(Excerpts from a pointing dataset)
┌────────

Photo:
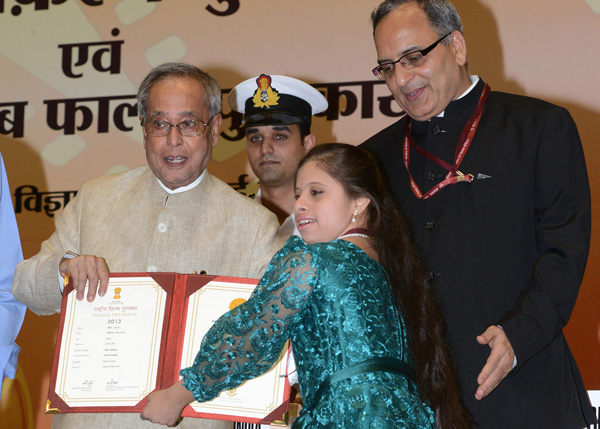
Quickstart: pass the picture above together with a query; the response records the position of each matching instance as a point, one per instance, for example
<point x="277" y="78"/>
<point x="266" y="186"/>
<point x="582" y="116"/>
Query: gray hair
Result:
<point x="164" y="71"/>
<point x="441" y="14"/>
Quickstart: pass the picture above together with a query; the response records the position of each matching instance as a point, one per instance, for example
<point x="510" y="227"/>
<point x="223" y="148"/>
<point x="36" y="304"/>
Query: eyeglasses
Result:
<point x="161" y="128"/>
<point x="408" y="61"/>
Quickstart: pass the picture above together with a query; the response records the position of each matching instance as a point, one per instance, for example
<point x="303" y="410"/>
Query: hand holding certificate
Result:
<point x="113" y="352"/>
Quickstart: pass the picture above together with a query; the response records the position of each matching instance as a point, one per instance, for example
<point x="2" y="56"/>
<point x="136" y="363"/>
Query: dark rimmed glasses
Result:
<point x="188" y="128"/>
<point x="408" y="61"/>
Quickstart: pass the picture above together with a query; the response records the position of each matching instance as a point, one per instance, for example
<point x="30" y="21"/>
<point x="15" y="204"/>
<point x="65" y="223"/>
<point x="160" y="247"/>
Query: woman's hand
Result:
<point x="165" y="406"/>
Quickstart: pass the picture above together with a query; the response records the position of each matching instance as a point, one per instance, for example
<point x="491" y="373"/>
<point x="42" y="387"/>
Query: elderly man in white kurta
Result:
<point x="171" y="216"/>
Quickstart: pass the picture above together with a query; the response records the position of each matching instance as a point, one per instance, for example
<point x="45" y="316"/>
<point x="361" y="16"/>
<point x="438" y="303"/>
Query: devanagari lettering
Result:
<point x="70" y="108"/>
<point x="81" y="50"/>
<point x="12" y="118"/>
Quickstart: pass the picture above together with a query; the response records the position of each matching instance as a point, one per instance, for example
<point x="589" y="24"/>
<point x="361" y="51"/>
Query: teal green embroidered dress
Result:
<point x="333" y="302"/>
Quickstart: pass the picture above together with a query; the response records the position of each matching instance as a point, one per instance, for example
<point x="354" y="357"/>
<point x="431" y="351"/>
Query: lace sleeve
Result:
<point x="246" y="341"/>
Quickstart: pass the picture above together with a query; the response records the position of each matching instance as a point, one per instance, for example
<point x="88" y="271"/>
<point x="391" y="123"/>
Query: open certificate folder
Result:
<point x="111" y="353"/>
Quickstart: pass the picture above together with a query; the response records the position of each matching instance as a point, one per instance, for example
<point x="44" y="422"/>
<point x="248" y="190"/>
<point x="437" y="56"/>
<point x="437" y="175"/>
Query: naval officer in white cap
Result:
<point x="277" y="118"/>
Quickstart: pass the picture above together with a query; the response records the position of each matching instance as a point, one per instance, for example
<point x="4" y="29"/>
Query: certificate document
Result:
<point x="113" y="352"/>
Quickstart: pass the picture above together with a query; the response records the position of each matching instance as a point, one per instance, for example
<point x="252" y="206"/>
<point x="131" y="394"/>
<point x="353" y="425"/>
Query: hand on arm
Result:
<point x="86" y="269"/>
<point x="165" y="406"/>
<point x="500" y="362"/>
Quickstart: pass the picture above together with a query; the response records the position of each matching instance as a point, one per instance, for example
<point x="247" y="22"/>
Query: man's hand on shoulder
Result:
<point x="499" y="363"/>
<point x="86" y="270"/>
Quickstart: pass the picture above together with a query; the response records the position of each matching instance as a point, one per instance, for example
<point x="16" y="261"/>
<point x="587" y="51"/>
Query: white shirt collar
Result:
<point x="183" y="188"/>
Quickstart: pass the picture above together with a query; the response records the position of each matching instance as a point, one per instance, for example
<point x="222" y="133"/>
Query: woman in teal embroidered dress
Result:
<point x="369" y="351"/>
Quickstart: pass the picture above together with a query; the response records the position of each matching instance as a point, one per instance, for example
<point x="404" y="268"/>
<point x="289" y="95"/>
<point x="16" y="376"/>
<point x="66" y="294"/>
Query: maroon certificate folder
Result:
<point x="111" y="353"/>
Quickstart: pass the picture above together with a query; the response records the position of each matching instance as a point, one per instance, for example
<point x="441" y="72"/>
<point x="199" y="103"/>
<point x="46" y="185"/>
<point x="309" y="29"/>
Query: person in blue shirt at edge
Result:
<point x="495" y="190"/>
<point x="354" y="299"/>
<point x="12" y="312"/>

└────────

### Set problem
Reproduce every line of the data above verbatim, omitting the pictures.

### Final result
Photo:
Quickstart: pass the picture above together with a query; the response records the position of each matching instance as a point, one per instance, for example
<point x="277" y="78"/>
<point x="266" y="186"/>
<point x="582" y="116"/>
Query: gray hair
Result:
<point x="164" y="71"/>
<point x="441" y="14"/>
Quickstart: pass the picture above together with a query; the response records the position of each matching instance as a point, one per instance, for example
<point x="510" y="227"/>
<point x="223" y="148"/>
<point x="36" y="304"/>
Query: eyeglasses
Result:
<point x="161" y="128"/>
<point x="408" y="61"/>
Quickstart: pass the picture above together with a query; the response records the position of each matching instance as a point, one per instance, for example
<point x="303" y="410"/>
Query: hand holding certificate
Result:
<point x="113" y="352"/>
Quickstart: pass the picture above together with a query; the response records the position of each matching instance as a point, one per instance, for example
<point x="2" y="56"/>
<point x="136" y="363"/>
Query: dark rimmed glasses
Result:
<point x="188" y="128"/>
<point x="408" y="61"/>
Quickstart: pass the picture above together with a query; the response records the position of each matching instance as a point, one per instance, for example
<point x="30" y="21"/>
<point x="15" y="204"/>
<point x="65" y="223"/>
<point x="160" y="247"/>
Query: woman's hand
Result:
<point x="165" y="406"/>
Quickstart: pass the picture above together with a query; the response records the position of each matching instance as a point, one per instance, for example
<point x="491" y="373"/>
<point x="42" y="387"/>
Query: elderly man in white kurta
Result:
<point x="171" y="216"/>
Quickstart: pass the picture above together with a query; the response records the position of each matching instance as a point, one per instance, for example
<point x="45" y="316"/>
<point x="361" y="16"/>
<point x="438" y="303"/>
Query: devanagari lettering
Result:
<point x="70" y="108"/>
<point x="81" y="50"/>
<point x="12" y="118"/>
Quickstart: pass the picture above together with a query; the response records the position of each matching instance as a point, one per instance, for example
<point x="589" y="24"/>
<point x="361" y="51"/>
Query: teal green embroidered dress
Result:
<point x="333" y="302"/>
Quickstart: pass the picture above together with a query; the response records the position of each matching instance as a point, one per instance, for example
<point x="354" y="357"/>
<point x="431" y="351"/>
Query: lace sleeve
Result:
<point x="246" y="341"/>
Quickstart: pass the picture above together with a query; the response records the position of each matching instance as a point, one per instance, for example
<point x="88" y="271"/>
<point x="391" y="123"/>
Query: open certificate folder
Result:
<point x="111" y="353"/>
Quickstart: pass the picture above together with a query; the response records the position of each matching instance as a point, one per instance, for example
<point x="44" y="422"/>
<point x="248" y="190"/>
<point x="437" y="56"/>
<point x="437" y="175"/>
Query: naval officer in white cap
Result:
<point x="277" y="118"/>
Quickstart: pass the picture above together with a query; the response records the position of each matching instance as a point, one per instance, for example
<point x="4" y="29"/>
Query: certificate document
Result:
<point x="113" y="352"/>
Quickstart: pass the picture above together with a query; the response records the position of each matching instance as a point, one per instance, for example
<point x="252" y="206"/>
<point x="131" y="394"/>
<point x="353" y="425"/>
Query: hand on arm
Result:
<point x="86" y="269"/>
<point x="165" y="406"/>
<point x="500" y="362"/>
Quickstart: pass the picture above together with a query; the response records the position of each matching instance as a point, one per instance, for example
<point x="247" y="22"/>
Query: man's hand on shoulder
Result:
<point x="499" y="363"/>
<point x="86" y="270"/>
Quickstart: pass the picture above together with a query; the response records the position of each matching instance as a point, one per instance, for example
<point x="16" y="261"/>
<point x="587" y="51"/>
Query: white shirt collar
Result:
<point x="183" y="188"/>
Quickstart: pass the picture above together with a query; the response records the position of each matching instance as a point, one per instance, for example
<point x="222" y="133"/>
Query: woman in teal embroidered dress
Result:
<point x="369" y="351"/>
Quickstart: pass the picture above together with a query; the response records the position of each matching instance as a point, one per instance, for example
<point x="404" y="268"/>
<point x="289" y="95"/>
<point x="16" y="376"/>
<point x="66" y="294"/>
Query: maroon certificate folder
Result:
<point x="111" y="353"/>
Quickstart: pass the picture above together with a query; the response records the position of each matching instance as a point, one per instance, for example
<point x="441" y="72"/>
<point x="199" y="103"/>
<point x="46" y="185"/>
<point x="309" y="29"/>
Query: person in blue shirt at edge
Result:
<point x="495" y="190"/>
<point x="354" y="299"/>
<point x="12" y="312"/>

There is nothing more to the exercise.